__Blocco di testo__:
===============

# Forum Argomenti di discussione Contenzioso tributario  Principio silenzio assenso

## fabrizio

Ormai, alla luce della recente giurisprudenza,  non sembrano esserci dubbi sul fatto che il principio del silenzio assenso sia applicabile anche alle richieste di riesame in autotutela di atti dell'amministrazione finanziaria. Io ho un caso specifico di un contribuente che, avendo ricevuto cartella di pagamento a seguito di iscrizione a ruolo del tutto illegittima ha presentato all'Ufficio istanza di sgravio. Sono trascorsi ormai più di 90 giorni e non è stata ricevuta alcuna comunicazione di sgravio o comunque di diniego, anzi... alle continue richieste di chiarimento l'Ufficio risponde che la pratica risulta in lavorazione, mi viene da pensare che ci stiano costruendo sopra un grattacielo...
Essendo decorso il termine affinchè si concretizzi il principio del silenzio-assenso la cartella dovrebbe risultare sgravata in conformità alla richiesta del contribuente, mi chiedo come procedere però per far valere ciò? 
Occorre far presente la cosa all'esattoria?
Avete già affrontato un caso simile?

----------


## com36%

Sei sicuro del discorso del silenzio-assenso? perchè in realtà in genere il silenzio dell'amministrazione finanziaria significa pressochè sempre rifiuto.
Cosa ti fa pensare sul piano normativo al silenzio-assenso?

----------


## fabrizio

E' il principio generale previsto nell'ambito degli atti della Pubblica Amministrazione che recenti sentenze della Cassazione hanno considerato applicabile anche in ambito dei rapporti con l'Ade...

===============

__Voci__:
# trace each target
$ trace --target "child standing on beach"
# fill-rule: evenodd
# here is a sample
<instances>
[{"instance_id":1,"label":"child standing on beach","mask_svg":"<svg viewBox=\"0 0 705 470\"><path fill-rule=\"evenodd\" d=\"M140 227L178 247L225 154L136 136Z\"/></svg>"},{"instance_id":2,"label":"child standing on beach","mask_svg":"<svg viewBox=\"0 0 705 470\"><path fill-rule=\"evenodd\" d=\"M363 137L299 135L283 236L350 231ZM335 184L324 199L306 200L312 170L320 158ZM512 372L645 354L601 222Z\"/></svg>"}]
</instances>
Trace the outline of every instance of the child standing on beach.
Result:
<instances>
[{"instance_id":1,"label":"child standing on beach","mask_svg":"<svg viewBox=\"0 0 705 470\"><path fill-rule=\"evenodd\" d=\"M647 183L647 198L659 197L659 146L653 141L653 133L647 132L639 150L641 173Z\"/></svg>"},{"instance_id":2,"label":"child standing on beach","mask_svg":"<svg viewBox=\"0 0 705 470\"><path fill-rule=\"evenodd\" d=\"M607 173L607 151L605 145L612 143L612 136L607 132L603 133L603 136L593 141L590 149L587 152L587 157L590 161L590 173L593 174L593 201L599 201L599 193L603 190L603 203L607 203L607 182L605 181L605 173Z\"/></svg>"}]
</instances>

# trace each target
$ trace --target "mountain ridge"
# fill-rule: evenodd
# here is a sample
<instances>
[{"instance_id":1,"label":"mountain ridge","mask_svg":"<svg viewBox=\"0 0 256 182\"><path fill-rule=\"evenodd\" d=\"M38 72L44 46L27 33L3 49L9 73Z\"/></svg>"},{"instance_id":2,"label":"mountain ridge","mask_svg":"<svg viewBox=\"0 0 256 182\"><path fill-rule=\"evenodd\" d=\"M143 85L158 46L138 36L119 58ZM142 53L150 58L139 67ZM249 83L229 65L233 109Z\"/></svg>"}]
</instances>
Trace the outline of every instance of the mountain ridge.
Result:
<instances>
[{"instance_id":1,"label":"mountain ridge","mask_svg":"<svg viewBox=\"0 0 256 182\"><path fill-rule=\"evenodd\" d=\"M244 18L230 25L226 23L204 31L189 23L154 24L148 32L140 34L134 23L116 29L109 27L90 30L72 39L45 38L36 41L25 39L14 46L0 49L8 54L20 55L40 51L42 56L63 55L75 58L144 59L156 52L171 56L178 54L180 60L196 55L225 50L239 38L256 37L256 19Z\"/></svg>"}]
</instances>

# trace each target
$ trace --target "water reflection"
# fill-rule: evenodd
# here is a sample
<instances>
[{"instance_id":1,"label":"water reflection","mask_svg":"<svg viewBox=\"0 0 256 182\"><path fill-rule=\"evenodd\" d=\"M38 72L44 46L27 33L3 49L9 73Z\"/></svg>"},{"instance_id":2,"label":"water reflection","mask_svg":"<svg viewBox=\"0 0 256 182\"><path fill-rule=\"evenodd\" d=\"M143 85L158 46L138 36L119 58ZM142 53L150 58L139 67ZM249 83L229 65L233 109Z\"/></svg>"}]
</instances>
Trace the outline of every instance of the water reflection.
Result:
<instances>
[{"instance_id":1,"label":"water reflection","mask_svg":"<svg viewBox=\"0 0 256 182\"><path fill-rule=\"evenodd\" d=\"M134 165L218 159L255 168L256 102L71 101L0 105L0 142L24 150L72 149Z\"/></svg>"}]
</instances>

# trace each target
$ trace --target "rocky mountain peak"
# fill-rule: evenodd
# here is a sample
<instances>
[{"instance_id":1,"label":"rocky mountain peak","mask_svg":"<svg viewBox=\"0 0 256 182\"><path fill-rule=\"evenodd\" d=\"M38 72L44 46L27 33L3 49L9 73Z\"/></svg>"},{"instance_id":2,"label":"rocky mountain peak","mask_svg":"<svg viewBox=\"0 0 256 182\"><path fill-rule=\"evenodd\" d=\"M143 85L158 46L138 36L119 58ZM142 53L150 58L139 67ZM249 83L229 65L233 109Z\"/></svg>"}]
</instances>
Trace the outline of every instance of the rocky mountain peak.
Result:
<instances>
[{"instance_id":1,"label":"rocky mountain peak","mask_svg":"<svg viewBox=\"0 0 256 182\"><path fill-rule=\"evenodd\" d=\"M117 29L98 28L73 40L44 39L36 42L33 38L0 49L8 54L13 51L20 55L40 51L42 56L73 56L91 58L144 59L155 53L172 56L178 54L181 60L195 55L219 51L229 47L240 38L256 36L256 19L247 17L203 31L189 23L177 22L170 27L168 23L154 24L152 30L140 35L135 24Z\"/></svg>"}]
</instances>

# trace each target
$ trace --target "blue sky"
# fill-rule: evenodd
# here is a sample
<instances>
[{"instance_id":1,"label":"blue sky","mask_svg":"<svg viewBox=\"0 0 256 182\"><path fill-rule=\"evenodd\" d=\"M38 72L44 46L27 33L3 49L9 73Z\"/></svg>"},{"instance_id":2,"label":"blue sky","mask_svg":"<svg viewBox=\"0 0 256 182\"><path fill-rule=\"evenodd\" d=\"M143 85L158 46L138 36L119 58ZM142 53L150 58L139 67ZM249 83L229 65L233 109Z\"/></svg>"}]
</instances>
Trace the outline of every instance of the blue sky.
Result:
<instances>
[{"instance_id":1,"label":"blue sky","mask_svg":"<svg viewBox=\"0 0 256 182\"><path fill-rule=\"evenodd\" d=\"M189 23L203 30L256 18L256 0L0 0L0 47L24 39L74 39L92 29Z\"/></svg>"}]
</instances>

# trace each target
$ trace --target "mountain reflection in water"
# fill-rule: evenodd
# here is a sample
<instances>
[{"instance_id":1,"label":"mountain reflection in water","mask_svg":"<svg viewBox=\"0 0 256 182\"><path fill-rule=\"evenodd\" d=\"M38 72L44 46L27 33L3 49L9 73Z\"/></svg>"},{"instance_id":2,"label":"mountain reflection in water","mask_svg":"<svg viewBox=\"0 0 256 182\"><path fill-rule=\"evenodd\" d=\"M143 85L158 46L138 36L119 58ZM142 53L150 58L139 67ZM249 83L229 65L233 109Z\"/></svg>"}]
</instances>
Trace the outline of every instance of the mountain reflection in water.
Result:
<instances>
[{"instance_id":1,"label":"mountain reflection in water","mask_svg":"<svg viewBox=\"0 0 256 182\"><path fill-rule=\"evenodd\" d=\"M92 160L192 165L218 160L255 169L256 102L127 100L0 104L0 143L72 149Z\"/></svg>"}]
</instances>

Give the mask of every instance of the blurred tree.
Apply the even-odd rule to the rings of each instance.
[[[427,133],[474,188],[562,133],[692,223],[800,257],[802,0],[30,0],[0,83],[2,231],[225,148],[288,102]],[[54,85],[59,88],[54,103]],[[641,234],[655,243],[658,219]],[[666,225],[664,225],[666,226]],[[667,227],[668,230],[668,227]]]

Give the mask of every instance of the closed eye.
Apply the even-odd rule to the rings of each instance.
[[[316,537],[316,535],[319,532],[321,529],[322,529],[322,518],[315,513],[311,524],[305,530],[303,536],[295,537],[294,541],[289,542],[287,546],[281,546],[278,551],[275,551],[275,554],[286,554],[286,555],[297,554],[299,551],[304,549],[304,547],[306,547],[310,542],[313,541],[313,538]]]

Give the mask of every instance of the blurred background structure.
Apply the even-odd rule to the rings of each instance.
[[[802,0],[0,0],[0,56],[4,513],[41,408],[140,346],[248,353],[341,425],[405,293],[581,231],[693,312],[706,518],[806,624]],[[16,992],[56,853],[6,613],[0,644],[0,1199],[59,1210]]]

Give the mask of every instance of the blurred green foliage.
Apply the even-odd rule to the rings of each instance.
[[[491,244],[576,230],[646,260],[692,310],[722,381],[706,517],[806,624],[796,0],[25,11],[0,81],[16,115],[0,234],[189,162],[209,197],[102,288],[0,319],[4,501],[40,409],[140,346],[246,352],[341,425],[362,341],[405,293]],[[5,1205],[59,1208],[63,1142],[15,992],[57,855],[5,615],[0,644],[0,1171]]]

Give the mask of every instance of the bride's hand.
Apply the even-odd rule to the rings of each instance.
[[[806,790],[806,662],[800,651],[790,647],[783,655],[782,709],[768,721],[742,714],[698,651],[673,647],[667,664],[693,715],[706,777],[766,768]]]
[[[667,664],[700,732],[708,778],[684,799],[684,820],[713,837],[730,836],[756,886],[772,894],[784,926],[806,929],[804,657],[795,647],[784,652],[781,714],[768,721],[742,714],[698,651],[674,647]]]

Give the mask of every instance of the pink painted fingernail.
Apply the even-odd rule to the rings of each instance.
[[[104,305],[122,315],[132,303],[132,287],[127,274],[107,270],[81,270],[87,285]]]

===============

__Compiti ed esercizi__:
a: Riproduci il passo della discussione sul silenzio-assenso che va da "Essendo decorso il" fino a "pressochè sempre rifiuto.".
b: Elenca, nell'ordine, tutte le frasi della discussione sul silenzio-assenso che terminano con un punto interrogativo.
c: Nella discussione sul silenzio-assenso, per quale motivo com36% dubita che il silenzio dell'Ufficio valga come assenso?

__Risultati attesi__:
a:
Essendo decorso il termine affinchè si concretizzi il principio del silenzio-assenso la cartella dovrebbe risultare sgravata in conformità alla richiesta del contribuente, mi chiedo come procedere però per far valere ciò? 
Occorre far presente la cosa all'esattoria?
Avete già affrontato un caso simile?

----------


## com36%

Sei sicuro del discorso del silenzio-assenso? perchè in realtà in genere il silenzio dell'amministrazione finanziaria significa pressochè sempre rifiuto.

b:
- Essendo decorso il termine affinchè si concretizzi il principio del silenzio-assenso la cartella dovrebbe risultare sgravata in conformità alla richiesta del contribuente, mi chiedo come procedere però per far valere ciò?
- Occorre far presente la cosa all'esattoria?
- Avete già affrontato un caso simile?
- Sei sicuro del discorso del silenzio-assenso?
- Cosa ti fa pensare sul piano normativo al silenzio-assenso?

c: In genere il silenzio dell'amministrazione finanziaria significa pressoché sempre rifiuto.